■ **Input records**
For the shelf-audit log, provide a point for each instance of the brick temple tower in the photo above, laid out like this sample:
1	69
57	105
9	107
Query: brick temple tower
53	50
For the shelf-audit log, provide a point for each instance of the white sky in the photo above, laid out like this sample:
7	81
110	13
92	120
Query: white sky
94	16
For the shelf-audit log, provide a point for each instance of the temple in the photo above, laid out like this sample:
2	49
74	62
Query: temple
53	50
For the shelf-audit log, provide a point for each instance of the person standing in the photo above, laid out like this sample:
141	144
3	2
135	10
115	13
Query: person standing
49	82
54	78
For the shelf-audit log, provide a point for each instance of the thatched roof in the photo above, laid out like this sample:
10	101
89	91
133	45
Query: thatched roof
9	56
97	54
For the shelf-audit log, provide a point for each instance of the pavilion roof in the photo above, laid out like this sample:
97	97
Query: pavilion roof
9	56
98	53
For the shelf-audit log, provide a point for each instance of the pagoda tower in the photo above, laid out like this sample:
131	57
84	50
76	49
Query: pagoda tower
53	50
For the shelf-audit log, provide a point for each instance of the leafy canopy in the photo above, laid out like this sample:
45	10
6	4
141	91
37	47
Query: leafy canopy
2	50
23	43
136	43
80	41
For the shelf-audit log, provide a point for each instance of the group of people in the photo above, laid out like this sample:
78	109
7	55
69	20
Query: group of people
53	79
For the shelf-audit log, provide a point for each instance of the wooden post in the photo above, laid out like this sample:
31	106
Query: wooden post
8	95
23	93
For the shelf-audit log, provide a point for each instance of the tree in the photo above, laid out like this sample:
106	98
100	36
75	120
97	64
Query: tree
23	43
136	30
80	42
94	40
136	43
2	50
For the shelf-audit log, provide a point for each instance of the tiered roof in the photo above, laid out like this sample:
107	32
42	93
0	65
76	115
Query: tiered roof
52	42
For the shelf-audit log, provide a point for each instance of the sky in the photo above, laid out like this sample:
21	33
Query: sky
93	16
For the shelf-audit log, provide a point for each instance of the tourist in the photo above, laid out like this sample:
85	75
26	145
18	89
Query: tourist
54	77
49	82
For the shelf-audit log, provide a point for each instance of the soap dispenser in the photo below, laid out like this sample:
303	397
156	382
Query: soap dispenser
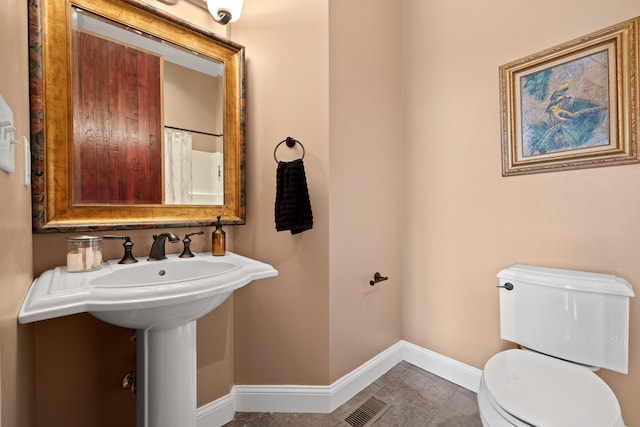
218	240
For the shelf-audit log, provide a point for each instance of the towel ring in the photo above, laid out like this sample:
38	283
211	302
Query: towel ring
290	143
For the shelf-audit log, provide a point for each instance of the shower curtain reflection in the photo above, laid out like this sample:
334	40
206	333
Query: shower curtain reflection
177	167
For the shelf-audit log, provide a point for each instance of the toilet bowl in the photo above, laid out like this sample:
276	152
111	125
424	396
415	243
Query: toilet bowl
524	388
569	321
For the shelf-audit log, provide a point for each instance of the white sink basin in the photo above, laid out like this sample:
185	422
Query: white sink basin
161	300
163	272
148	294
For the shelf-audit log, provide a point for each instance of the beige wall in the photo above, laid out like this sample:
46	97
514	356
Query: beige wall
282	324
312	77
16	342
462	221
365	180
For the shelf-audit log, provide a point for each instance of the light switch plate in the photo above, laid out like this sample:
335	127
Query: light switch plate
27	161
7	130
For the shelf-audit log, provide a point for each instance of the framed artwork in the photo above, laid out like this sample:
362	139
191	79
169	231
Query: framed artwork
574	105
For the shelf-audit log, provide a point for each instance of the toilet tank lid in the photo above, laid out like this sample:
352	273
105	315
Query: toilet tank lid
568	279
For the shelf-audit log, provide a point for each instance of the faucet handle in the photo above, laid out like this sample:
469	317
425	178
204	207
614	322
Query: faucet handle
127	258
186	252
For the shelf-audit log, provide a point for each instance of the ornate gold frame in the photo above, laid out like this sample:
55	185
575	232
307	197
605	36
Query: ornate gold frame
540	147
51	113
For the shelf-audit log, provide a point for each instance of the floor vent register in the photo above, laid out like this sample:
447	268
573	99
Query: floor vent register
367	413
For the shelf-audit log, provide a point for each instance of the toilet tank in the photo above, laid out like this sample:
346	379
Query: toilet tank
573	315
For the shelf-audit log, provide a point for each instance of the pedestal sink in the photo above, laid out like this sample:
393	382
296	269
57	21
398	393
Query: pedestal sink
161	300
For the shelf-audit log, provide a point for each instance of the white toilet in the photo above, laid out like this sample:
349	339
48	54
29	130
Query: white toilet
570	322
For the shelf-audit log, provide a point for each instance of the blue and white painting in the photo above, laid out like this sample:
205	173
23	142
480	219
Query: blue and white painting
565	107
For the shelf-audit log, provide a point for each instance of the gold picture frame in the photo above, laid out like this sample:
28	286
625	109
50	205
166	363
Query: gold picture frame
572	106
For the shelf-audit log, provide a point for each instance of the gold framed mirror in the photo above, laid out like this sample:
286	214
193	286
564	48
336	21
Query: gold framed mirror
85	134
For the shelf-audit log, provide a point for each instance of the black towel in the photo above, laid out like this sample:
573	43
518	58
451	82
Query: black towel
293	207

■ **Task item**
Extract all the data above exactly, excluding every picture.

■ **Answer to this exercise**
For the shelf-audit log, provide a point for each instance of the brick temple tower in the photo above, laid out like this sample:
1	69
57	105
9	107
Query: brick temple tower
53	50
For the shelf-audit log, provide a point for each instance of the white sky in the photo above, laid out like this sample:
7	81
110	13
92	120
Query: white sky
94	16
For the shelf-audit log, provide a point for each instance of the temple in the photo above, laid out like this sample:
2	49
74	62
Query: temple
53	50
For the shelf-audit log, provide a point for each instance of the person standing in the photo above, laid out like this sample:
141	144
3	2
135	10
115	13
Query: person standing
49	82
54	78
For the shelf-audit log, provide a point for each instance of the thatched roof in the photo above, laid out like this sample:
10	101
89	91
133	45
Query: thatched roof
9	56
97	54
For the shelf-audit log, provide a point for each instance of the pavilion roof in the photo above, laid out like this sample:
97	97
Query: pavilion roof
9	56
98	53
For the shelf-audit log, provide a point for each instance of the pagoda tower in the photo above, laid out like this sample:
131	57
84	50
76	49
Query: pagoda tower
53	50
For the shelf-audit log, provide a point for each instance of the leafy canopy in the photo above, laid out like this sample:
45	10
6	4
141	91
37	47
Query: leafy canopy
2	50
23	43
136	43
80	41
For the shelf-audit log, provide a point for each instance of the group of people in the photo above, laid out like this sample:
78	109
7	55
69	20
Query: group of people
53	79
For the shelf-audit log, provide a point for each instance of the wooden post in the photo above, laid out like this sample:
31	106
Query: wooden post
8	95
23	93
For the shelf-audit log, provide a point for each instance of the tree in the photo above, laid out like this sample:
106	98
100	36
75	120
97	64
Query: tree
23	43
136	30
80	42
94	40
136	43
2	50
For the shelf-audit log, provide a point for each instance of the tiered roof in the photo above, laid out like this sample:
107	32
42	93
0	65
76	115
Query: tiered roof
52	42
For the shelf-audit log, provide a point for each instance of the sky in the photo above, laid out like this sample:
21	33
Query: sky
93	16
For the shelf-audit log, provide a point for each instance of the tourist in the photo above, laid out like this sample:
85	75
26	145
18	89
Query: tourist
54	77
49	82
For the shelf-audit log, provide a point for each instance of the soap dispenser in the photo below, laid out like this sample:
303	397
156	382
Query: soap dispenser
218	240
For the shelf-audit log, provide a point for each instance of the towel ring in the photo above, laid out like this sample:
38	283
211	302
Query: towel ring
290	143
For the shelf-audit log, provide a point for each instance of the shower curtain reflection in the photo above, laid out like this sample:
334	40
206	333
Query: shower curtain reflection
177	167
For the shelf-audit log, provide a point for each instance of the toilet bowl in the photo above, laid out like this sample:
276	152
111	125
424	396
415	243
Query: toilet bowl
524	388
569	321
For the shelf-audit log, provide a point for each instance of the white sink basin in the photo above, laid out like this sample:
185	422
Query: white sink basin
161	300
163	272
148	294
For the shelf-audit log, provide a point for each instance of the beige wall in the photo above, laid out like this sample:
46	97
514	356
Query: beige wall
282	324
312	77
16	342
462	221
365	180
For the shelf-audit log, provide a point for each instance of the light switch plate in the photo above, laid out like this sample:
335	127
Query: light switch plate
27	161
7	130
For the shelf-audit log, provide a point for each instance of the framed artwork in the photo above, laid out like this sample:
362	139
191	79
169	231
Query: framed artwork
574	105
For the shelf-audit log, provide a point for each instance of the toilet tank lid in the photo above, laid out like this sample:
352	273
105	315
Query: toilet tank lid
568	279
For the shelf-audit log, provide a point for each instance of the faucet handle in the photo above, laid out like this sample:
469	317
425	178
204	207
614	322
Query: faucet handle
127	258
186	252
For the shelf-audit log, provide a point for each instance of the ornate gold frame in the photo above, laid out like this sample:
55	185
575	232
307	197
605	36
Query: ornate gold frame
540	147
51	113
For the shelf-audit log, provide a point for each instance of the floor vent register in the photo above, laid out like this sample:
447	268
573	99
Query: floor vent register
367	413
For the shelf-audit log, provide a point for each instance of the toilet tank in the photo above, laid out like this sample:
346	379
Query: toilet tank
573	315
For the shelf-audit log, provide a point for each instance of the pedestal sink in the photo above, laid out like this sample:
393	382
296	269
57	21
398	393
Query: pedestal sink
161	300
For the shelf-audit log, provide a point for each instance of the white toilet in the photo above, laid out like this sample:
349	339
48	54
29	130
Query: white toilet
570	322
For the shelf-audit log, provide a point for each instance of the blue and white painting in the photo above, laid out like this sample:
205	173
23	142
480	219
Query: blue and white painting
565	107
For the shelf-audit log, provide a point for each instance of the gold picture frame in the photo above, laid out like this sample:
28	286
625	109
50	205
166	363
Query: gold picture frame
572	106
For the shelf-audit log, provide a point for each instance of the gold framed mirror in the photo above, laid out like this sample:
286	214
193	286
564	48
336	21
Query: gold framed mirror
85	134
For the shelf-audit log, provide a point for each instance of the black towel in the photo above, laid out like this sample:
573	43
518	58
451	82
Query: black towel
293	207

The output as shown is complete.